Even after I finished it, and spoke with everyone, it had me really thinking about… so what does that mean for me? In my own walk and journey with something like sexual shame, or any of those things? I think this was where I took that detour from Afrofuturism. I think I was looking at Afrofuturism as the means to an end. And I felt like I was going about it the wrong way. So, what I said to myself was, “Alright, from this place, what happened before that?” Because each and every last story that these Black women femmes told were actually very traumatic stories. However, they didn’t exactly see it that way for themselves. There was like a whole other character arc or narrative being constructed in the ways that they saw each other. But one thing that was very consistent was that they felt like they had a troubling relationship to what it meant to be human to other Black people.

Extracted records:

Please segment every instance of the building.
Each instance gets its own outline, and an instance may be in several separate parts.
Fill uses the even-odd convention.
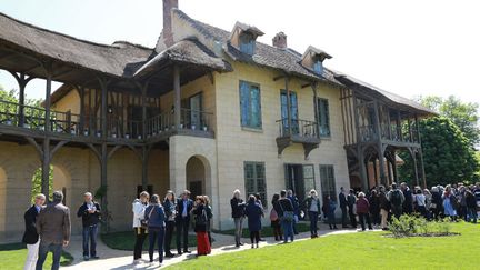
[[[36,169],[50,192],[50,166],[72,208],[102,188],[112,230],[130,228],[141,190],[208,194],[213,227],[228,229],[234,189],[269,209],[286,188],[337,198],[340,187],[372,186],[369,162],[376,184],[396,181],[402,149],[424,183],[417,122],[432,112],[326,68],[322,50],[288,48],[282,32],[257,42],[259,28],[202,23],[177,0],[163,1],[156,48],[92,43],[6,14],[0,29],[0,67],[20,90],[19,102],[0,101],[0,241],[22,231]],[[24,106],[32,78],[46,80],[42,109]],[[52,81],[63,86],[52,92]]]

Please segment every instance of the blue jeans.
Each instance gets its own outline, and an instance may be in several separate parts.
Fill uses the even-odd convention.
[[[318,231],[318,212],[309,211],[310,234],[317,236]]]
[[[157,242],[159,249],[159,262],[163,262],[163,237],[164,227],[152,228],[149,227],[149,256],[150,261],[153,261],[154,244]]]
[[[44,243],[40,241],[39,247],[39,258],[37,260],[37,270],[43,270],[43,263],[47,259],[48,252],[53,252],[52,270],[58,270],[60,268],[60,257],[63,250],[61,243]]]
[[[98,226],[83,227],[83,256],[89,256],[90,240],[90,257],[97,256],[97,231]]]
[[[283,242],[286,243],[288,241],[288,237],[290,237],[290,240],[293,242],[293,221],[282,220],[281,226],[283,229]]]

Aim of the task:
Answer these questions from the passage about Afrofuturism and sexual shame.
(a) How does the speaker say they were viewing Afrofuturism?
(b) What kind of stories did the Black women femmes tell?
(c) What did they consistently feel they had a troubling relationship to?
The rows have nothing to do with the passage.

Written response:
(a) As the means to an end.
(b) Very traumatic stories.
(c) What it meant to be human to other Black people.